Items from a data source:
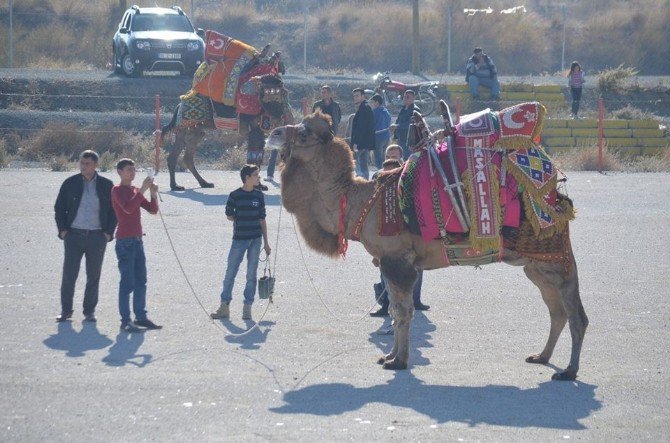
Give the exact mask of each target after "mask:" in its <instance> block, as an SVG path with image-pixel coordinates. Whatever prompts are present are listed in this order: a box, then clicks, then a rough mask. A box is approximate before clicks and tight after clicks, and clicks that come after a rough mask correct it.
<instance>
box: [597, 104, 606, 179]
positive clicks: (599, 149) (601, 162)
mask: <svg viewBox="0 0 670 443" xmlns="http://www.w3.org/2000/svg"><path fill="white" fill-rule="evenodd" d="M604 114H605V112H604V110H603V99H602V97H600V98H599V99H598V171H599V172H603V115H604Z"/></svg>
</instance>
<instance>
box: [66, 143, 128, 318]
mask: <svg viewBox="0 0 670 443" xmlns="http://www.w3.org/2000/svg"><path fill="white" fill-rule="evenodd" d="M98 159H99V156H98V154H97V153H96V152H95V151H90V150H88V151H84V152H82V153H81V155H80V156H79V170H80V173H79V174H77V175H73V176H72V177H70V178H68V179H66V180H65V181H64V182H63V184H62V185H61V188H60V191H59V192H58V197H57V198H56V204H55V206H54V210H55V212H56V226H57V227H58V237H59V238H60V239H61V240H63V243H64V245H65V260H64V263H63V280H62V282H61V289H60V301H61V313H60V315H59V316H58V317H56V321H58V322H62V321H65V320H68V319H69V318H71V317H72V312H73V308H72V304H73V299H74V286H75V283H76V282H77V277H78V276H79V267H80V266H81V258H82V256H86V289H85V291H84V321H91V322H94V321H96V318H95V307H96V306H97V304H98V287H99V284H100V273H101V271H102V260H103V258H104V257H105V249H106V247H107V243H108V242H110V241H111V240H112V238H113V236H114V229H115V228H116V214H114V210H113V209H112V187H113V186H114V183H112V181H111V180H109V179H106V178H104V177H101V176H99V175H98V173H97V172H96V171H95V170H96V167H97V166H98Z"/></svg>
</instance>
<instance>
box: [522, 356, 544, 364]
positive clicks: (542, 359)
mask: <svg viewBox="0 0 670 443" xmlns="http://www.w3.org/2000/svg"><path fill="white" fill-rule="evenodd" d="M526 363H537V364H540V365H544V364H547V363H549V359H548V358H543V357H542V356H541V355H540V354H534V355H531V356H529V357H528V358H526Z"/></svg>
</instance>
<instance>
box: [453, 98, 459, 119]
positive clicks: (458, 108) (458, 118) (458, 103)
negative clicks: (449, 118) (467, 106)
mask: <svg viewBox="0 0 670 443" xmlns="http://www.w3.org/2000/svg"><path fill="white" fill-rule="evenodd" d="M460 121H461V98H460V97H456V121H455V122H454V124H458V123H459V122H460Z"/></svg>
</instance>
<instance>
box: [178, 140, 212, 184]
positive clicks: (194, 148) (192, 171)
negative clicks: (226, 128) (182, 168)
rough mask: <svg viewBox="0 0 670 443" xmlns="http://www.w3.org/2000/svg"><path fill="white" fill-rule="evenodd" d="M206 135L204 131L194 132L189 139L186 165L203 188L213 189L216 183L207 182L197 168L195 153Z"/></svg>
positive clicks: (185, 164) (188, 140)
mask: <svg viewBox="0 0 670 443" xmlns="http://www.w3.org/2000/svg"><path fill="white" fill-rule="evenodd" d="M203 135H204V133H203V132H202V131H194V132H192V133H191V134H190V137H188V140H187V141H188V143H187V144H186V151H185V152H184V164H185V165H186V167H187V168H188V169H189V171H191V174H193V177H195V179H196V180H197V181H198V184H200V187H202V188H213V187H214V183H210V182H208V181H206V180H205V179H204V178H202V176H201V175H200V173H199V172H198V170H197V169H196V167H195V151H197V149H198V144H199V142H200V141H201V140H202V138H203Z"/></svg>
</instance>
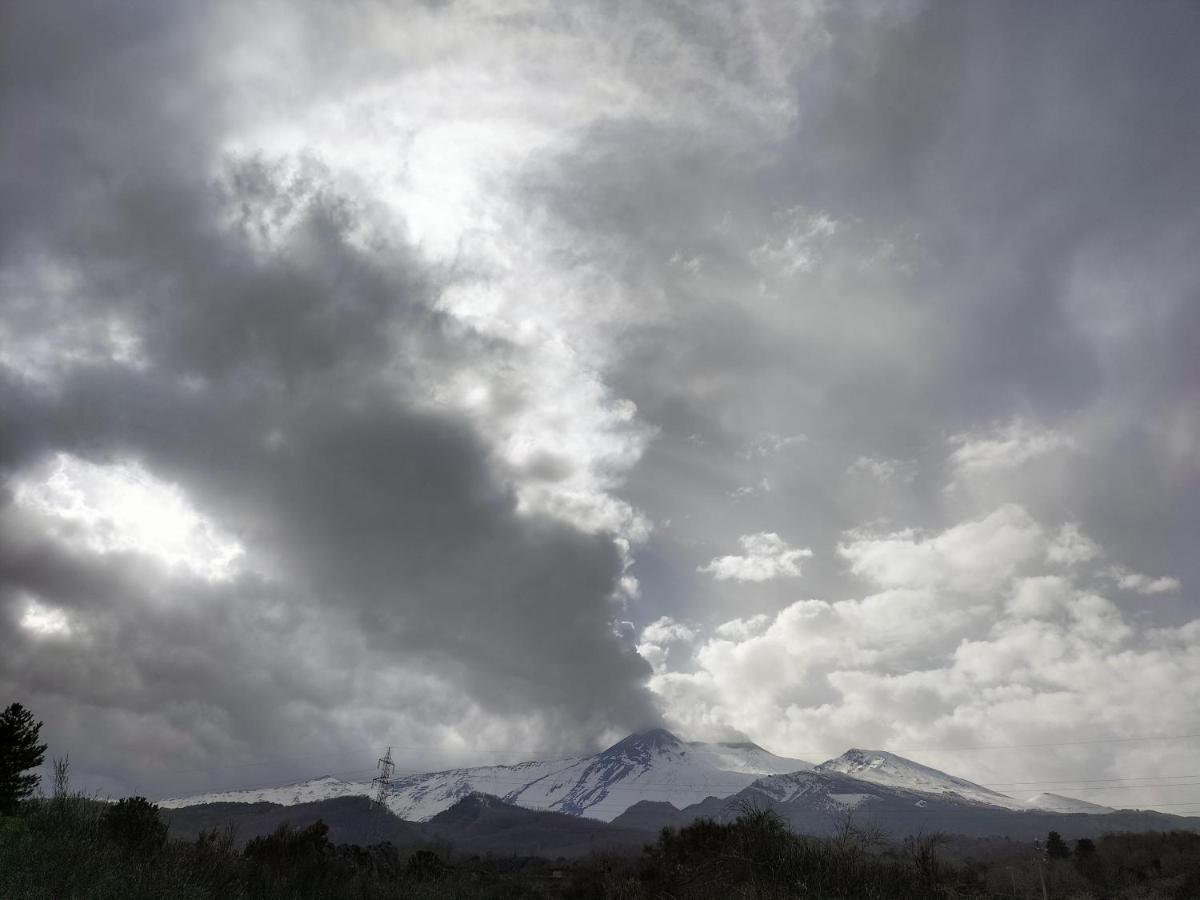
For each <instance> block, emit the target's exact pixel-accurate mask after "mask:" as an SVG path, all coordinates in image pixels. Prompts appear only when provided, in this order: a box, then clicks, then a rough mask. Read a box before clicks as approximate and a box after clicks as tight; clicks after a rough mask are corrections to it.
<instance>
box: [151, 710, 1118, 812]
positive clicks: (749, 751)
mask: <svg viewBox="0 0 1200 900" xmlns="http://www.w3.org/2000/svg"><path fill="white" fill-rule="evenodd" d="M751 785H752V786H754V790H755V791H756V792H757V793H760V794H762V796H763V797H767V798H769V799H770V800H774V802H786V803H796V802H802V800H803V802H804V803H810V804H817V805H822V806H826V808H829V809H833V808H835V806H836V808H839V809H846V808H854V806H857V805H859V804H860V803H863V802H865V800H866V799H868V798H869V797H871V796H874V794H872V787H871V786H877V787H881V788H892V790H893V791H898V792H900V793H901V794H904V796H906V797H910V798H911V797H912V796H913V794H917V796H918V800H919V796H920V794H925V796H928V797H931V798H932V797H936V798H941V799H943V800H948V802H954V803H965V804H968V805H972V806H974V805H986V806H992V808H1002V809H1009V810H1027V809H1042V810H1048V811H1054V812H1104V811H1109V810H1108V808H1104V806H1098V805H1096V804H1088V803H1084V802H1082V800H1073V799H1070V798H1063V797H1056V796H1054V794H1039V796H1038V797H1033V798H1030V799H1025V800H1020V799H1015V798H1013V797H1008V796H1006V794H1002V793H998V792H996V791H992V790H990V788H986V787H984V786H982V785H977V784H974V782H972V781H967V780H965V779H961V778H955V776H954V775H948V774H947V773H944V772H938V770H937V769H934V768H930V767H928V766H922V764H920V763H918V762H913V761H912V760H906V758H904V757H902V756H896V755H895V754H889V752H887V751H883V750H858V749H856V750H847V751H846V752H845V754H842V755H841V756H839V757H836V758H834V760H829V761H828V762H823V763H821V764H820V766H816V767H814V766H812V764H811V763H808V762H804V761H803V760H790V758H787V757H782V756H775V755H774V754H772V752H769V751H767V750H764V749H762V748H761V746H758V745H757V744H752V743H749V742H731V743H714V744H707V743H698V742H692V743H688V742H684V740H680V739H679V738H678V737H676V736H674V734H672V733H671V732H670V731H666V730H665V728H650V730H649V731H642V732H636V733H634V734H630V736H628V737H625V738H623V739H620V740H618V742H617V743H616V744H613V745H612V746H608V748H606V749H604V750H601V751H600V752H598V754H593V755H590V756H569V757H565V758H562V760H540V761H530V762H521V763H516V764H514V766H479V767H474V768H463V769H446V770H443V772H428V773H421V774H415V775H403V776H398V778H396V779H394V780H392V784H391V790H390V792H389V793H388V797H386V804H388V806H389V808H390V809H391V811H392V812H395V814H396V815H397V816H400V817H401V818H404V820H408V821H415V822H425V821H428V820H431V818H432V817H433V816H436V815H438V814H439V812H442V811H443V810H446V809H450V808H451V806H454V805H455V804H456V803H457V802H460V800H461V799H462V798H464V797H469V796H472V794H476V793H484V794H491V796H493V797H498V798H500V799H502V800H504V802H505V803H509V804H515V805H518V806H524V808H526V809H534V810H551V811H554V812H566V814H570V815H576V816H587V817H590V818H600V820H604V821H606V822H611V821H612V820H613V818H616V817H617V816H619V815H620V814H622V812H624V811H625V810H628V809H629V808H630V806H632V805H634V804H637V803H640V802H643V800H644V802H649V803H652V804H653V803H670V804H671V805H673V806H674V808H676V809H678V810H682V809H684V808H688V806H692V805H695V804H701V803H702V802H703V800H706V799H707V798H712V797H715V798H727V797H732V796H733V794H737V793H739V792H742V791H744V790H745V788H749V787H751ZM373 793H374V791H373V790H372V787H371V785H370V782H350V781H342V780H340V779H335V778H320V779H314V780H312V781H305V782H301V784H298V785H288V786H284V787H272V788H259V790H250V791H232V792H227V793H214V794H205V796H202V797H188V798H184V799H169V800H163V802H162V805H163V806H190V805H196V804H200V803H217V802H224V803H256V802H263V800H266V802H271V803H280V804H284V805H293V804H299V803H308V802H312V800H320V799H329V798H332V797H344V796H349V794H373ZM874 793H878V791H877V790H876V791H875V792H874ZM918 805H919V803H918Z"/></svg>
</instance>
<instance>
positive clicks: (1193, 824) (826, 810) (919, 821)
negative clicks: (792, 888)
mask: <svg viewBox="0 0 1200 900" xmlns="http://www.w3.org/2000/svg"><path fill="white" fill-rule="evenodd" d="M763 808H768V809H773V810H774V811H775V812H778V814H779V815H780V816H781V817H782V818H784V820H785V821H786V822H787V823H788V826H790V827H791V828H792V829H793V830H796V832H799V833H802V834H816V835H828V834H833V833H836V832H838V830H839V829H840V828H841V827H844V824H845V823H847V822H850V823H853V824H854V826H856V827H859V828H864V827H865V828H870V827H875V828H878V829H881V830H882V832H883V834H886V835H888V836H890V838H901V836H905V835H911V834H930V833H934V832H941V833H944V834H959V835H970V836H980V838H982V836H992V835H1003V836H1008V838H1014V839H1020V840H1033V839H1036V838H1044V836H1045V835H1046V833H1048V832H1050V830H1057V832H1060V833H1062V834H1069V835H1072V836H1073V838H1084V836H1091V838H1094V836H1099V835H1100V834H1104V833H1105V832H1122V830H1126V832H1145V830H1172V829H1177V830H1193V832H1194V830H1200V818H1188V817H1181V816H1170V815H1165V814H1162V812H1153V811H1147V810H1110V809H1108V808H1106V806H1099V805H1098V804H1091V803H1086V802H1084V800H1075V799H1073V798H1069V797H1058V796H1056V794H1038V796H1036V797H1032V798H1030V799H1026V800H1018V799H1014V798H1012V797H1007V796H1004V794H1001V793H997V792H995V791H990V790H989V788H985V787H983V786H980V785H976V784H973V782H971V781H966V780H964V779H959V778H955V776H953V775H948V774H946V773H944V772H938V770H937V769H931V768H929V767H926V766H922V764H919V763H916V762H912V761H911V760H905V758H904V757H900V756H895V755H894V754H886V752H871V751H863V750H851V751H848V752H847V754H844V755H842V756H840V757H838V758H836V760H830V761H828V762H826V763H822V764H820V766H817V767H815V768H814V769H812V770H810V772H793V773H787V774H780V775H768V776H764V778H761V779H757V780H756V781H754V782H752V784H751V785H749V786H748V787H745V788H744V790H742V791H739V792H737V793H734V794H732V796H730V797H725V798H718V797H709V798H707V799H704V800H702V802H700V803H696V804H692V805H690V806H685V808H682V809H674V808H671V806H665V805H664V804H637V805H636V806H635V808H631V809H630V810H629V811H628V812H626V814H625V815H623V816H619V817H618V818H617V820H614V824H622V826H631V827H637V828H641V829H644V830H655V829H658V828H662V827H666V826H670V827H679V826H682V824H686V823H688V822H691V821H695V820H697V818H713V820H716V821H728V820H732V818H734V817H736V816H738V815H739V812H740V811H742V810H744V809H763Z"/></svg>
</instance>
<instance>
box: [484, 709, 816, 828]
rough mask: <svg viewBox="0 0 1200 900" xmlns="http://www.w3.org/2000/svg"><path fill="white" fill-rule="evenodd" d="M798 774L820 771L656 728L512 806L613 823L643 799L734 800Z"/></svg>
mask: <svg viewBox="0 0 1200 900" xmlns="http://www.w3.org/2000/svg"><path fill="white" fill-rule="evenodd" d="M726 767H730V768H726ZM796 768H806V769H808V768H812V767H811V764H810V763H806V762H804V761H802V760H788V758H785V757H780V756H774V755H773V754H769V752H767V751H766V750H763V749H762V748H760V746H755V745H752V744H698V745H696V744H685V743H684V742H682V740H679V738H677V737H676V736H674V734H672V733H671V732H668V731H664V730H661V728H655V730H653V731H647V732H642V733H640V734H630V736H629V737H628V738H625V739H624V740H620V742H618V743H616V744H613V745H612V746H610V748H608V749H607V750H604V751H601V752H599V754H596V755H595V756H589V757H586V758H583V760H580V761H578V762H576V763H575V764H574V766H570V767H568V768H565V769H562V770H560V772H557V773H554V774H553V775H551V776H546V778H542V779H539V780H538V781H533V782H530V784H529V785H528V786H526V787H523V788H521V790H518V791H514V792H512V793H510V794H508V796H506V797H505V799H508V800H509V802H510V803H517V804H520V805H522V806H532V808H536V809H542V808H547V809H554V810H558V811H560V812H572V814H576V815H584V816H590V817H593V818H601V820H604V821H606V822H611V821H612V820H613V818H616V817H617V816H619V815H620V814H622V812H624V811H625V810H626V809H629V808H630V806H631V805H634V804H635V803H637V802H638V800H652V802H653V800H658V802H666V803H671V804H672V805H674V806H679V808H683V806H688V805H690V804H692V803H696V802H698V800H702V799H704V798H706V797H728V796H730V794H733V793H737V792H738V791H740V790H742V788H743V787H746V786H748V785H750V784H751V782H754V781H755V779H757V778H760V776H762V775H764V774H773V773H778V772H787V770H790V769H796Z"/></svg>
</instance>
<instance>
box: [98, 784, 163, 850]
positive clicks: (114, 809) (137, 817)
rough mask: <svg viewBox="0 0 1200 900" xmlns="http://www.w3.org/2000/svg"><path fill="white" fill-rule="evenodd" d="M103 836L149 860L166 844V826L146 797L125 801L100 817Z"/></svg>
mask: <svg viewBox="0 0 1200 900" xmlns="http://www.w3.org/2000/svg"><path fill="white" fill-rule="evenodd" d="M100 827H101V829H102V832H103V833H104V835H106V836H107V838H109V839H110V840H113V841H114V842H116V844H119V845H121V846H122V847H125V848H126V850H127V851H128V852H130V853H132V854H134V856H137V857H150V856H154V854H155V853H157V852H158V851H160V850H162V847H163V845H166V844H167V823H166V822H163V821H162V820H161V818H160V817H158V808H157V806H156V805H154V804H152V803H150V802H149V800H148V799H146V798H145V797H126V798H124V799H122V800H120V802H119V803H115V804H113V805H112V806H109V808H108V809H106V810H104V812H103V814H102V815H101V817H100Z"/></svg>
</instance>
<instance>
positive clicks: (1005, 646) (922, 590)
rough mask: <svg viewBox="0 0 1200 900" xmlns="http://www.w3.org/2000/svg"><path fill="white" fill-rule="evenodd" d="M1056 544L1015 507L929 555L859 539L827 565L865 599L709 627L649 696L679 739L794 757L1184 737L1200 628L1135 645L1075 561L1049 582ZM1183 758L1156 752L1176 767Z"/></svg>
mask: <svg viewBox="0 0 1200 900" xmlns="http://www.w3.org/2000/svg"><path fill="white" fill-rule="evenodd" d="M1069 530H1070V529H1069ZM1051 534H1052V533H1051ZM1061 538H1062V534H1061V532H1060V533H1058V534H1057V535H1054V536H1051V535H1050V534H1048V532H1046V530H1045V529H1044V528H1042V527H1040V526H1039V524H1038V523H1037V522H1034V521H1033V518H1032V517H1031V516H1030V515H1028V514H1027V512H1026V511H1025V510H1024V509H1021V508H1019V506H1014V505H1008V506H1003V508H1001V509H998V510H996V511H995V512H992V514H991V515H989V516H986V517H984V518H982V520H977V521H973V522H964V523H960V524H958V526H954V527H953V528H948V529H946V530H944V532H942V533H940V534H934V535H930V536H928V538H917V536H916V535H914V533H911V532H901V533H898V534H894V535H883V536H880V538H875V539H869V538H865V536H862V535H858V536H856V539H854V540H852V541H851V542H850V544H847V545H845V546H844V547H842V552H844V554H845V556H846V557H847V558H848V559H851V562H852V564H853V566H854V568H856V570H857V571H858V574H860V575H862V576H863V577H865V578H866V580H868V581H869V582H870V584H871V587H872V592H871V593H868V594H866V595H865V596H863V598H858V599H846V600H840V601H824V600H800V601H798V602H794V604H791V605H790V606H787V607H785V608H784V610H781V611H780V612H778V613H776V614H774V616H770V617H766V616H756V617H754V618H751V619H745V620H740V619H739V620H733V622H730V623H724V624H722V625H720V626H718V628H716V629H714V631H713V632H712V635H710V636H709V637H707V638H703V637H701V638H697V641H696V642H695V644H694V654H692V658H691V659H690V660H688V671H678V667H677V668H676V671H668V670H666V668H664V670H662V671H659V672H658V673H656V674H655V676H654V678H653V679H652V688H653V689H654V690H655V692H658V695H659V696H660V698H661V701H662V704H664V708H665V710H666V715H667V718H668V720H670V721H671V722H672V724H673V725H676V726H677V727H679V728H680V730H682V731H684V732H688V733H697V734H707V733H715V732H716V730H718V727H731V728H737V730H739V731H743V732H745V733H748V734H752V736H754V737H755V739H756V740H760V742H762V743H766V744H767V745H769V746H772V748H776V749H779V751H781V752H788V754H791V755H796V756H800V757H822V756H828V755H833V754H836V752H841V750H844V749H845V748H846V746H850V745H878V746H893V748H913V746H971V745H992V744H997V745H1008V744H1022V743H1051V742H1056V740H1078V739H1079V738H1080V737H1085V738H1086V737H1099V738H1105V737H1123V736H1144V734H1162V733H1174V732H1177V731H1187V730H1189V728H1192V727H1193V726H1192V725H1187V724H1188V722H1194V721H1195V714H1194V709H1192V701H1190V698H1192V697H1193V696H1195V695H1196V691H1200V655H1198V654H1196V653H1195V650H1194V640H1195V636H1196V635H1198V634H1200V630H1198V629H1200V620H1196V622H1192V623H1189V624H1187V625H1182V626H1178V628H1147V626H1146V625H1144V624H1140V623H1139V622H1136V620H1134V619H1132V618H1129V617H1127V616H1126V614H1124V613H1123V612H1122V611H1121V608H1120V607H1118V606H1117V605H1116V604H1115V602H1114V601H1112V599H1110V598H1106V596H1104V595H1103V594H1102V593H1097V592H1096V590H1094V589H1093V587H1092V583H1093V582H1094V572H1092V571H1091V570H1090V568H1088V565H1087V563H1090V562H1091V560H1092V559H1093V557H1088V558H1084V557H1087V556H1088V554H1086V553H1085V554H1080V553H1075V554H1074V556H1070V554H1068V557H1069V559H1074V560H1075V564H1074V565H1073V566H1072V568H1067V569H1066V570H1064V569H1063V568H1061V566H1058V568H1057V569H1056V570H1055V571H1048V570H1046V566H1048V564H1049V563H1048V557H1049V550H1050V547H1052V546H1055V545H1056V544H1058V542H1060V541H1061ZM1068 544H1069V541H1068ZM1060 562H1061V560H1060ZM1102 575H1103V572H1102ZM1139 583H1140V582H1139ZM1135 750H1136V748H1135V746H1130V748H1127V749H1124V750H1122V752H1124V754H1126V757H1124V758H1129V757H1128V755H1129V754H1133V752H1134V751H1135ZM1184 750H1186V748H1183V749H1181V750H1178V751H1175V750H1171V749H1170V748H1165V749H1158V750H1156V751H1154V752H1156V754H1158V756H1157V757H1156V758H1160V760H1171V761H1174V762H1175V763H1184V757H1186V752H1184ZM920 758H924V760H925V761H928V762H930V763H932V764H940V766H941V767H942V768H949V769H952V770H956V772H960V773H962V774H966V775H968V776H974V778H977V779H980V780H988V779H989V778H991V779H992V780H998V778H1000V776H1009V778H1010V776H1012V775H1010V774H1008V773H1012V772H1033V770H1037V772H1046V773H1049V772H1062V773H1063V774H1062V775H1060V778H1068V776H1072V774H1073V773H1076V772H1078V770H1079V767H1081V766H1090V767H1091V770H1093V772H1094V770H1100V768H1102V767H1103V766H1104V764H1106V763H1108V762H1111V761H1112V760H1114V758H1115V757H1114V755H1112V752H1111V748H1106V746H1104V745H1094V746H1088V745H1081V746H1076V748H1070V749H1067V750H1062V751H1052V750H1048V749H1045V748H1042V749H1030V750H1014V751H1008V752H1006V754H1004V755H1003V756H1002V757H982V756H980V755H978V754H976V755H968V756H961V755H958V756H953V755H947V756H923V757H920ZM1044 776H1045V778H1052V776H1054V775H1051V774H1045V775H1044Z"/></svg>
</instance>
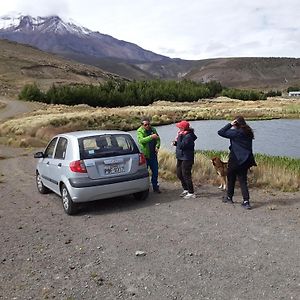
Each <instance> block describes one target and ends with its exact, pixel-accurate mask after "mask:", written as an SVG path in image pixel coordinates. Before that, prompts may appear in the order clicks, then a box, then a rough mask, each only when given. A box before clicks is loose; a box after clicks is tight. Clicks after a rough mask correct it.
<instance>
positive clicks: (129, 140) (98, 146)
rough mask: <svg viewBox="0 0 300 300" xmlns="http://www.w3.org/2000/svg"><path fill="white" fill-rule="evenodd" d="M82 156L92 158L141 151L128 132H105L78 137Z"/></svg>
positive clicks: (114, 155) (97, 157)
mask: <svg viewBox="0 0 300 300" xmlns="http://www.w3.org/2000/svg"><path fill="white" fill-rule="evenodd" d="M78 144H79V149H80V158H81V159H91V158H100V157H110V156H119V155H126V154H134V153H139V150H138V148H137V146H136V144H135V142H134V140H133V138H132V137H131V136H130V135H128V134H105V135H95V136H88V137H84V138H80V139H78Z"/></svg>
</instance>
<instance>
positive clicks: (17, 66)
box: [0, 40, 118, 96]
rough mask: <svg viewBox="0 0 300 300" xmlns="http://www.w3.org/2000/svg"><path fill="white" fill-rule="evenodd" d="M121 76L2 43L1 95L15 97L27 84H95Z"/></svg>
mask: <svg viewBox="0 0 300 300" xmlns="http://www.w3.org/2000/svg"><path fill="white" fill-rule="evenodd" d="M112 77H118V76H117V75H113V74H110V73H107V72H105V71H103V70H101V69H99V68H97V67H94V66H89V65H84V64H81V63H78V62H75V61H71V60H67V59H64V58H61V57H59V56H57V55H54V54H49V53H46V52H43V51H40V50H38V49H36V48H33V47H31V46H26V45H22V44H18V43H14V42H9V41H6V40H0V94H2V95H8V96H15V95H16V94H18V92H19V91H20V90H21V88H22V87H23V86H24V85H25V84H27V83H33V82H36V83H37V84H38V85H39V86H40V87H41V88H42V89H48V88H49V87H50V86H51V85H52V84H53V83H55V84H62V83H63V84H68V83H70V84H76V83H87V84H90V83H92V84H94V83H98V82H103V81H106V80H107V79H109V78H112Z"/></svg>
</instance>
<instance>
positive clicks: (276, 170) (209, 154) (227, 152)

Your objective >> Only the lines from the first line of the entries through the line containing "positive clicks: (458, 108)" should be output, exactly as they are, without pictures.

Answer area >>
Give the exact mask of each target after "mask:" in its <instance> block, as an SVG path with image-pixel coordinates. Whatever prompts are present are listed in this order: a box, then clicks, then a rough mask. A box is approximate before clicks and tight after clicks, and clicks that come after a rough mask correct it.
<instance>
box: [597, 104, 606, 179]
positive clicks: (599, 149) (601, 162)
mask: <svg viewBox="0 0 670 443" xmlns="http://www.w3.org/2000/svg"><path fill="white" fill-rule="evenodd" d="M604 114H605V112H604V110H603V99H602V97H600V98H599V99H598V171H599V172H603V115H604Z"/></svg>
</instance>
<instance>
box: [66, 143, 128, 318]
mask: <svg viewBox="0 0 670 443" xmlns="http://www.w3.org/2000/svg"><path fill="white" fill-rule="evenodd" d="M98 159H99V156H98V154H97V153H96V152H95V151H90V150H88V151H84V152H82V153H81V155H80V156H79V170H80V173H79V174H77V175H73V176H72V177H70V178H68V179H66V180H65V181H64V182H63V184H62V185H61V188H60V191H59V192H58V197H57V198H56V204H55V206H54V210H55V212H56V226H57V227H58V237H59V238H60V239H61V240H63V243H64V245H65V260H64V263H63V280H62V282H61V289H60V301H61V313H60V315H59V316H58V317H56V321H58V322H62V321H65V320H68V319H69V318H71V317H72V312H73V308H72V304H73V299H74V286H75V283H76V282H77V277H78V276H79V267H80V266H81V258H82V256H86V289H85V291H84V321H91V322H94V321H96V318H95V307H96V306H97V304H98V287H99V284H100V273H101V271H102V260H103V258H104V257H105V249H106V247H107V243H108V242H110V241H111V240H112V238H113V236H114V229H115V228H116V214H114V210H113V209H112V187H113V186H114V183H112V181H111V180H109V179H106V178H104V177H101V176H99V175H98V173H97V172H96V171H95V170H96V167H97V166H98Z"/></svg>
</instance>
<instance>
box: [522, 356, 544, 364]
positive clicks: (542, 359)
mask: <svg viewBox="0 0 670 443" xmlns="http://www.w3.org/2000/svg"><path fill="white" fill-rule="evenodd" d="M526 363H537V364H540V365H544V364H547V363H549V359H548V358H543V357H542V356H541V355H540V354H534V355H531V356H529V357H528V358H526Z"/></svg>
</instance>
<instance>
box: [453, 98, 459, 119]
positive clicks: (458, 108) (458, 118) (458, 103)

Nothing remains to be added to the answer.